**TAAKOMSCHRIJVING**.
Welke regels hieronder bevatten het woord "Return"? Licht elk van die regels eruit en neem ze volledig over.
----------------------------------------
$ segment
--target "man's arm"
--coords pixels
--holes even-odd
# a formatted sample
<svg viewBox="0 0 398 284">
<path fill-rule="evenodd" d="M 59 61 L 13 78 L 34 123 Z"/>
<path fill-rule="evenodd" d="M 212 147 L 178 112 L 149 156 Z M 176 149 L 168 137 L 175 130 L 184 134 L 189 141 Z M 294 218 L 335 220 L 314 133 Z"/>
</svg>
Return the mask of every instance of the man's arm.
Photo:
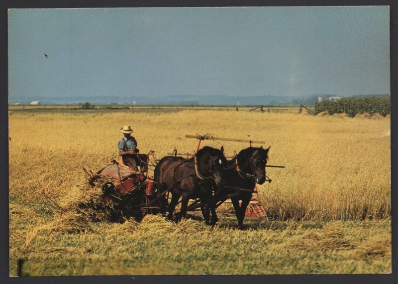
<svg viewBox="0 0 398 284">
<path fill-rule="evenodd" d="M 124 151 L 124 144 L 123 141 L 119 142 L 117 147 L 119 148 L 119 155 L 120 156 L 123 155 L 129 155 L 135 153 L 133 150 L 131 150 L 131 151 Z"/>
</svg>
----------------------------------------
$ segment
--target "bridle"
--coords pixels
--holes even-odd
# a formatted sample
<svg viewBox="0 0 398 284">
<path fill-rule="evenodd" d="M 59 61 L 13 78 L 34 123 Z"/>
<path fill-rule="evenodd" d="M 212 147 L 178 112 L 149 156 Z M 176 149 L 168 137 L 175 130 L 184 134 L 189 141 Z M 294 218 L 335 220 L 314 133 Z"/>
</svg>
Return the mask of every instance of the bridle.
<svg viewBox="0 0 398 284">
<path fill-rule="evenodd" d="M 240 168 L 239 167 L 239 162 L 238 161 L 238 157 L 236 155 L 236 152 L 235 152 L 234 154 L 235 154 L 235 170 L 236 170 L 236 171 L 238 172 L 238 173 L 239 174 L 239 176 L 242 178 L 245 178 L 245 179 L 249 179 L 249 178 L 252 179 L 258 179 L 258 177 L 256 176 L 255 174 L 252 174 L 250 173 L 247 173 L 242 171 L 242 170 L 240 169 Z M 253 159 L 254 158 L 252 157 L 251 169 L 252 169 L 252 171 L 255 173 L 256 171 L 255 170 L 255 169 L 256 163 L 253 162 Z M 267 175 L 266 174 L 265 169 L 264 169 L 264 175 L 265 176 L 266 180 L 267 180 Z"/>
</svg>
----------------------------------------
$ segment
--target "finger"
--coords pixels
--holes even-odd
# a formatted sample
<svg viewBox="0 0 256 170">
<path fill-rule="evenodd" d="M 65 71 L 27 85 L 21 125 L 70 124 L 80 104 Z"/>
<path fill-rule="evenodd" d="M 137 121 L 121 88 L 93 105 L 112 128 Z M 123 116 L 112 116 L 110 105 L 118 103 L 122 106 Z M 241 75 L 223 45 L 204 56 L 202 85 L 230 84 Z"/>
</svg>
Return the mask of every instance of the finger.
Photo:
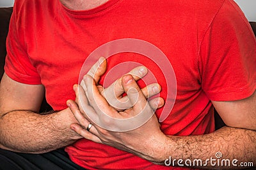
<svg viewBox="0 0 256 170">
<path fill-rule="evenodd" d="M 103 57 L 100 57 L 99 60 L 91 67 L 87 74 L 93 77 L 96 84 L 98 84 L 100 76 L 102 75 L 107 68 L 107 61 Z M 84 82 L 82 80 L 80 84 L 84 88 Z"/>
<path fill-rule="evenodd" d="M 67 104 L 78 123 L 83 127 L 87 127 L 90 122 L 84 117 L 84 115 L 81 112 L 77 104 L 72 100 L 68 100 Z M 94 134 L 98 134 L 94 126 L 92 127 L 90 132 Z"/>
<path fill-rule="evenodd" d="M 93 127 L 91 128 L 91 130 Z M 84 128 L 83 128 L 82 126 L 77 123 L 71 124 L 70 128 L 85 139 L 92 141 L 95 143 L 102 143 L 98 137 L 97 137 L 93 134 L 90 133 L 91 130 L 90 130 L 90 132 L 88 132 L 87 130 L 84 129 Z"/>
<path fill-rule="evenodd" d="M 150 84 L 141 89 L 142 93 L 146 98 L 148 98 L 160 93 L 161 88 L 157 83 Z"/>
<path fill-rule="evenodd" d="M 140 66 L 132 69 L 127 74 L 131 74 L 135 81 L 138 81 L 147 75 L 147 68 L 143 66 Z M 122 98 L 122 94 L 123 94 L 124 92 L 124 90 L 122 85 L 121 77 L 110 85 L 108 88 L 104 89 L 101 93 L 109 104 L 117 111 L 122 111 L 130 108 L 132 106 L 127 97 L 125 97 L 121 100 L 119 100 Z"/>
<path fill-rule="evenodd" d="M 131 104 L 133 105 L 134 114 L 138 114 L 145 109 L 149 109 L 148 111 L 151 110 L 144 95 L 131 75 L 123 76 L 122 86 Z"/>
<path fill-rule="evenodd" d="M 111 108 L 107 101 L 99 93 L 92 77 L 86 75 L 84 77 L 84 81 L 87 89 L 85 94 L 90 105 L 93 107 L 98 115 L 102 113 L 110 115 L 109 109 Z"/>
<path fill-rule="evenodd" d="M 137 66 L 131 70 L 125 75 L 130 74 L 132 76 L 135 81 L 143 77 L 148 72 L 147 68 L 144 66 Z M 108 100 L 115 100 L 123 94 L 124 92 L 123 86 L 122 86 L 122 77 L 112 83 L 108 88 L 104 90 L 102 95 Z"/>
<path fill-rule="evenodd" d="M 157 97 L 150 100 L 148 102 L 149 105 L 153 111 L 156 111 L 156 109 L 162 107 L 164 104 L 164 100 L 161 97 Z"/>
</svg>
----------------------------------------
**TAAKUITVOER**.
Return the mask of every instance of the man's arm.
Return the mask of every instance of the bridle.
Return the mask of every instance of the finger.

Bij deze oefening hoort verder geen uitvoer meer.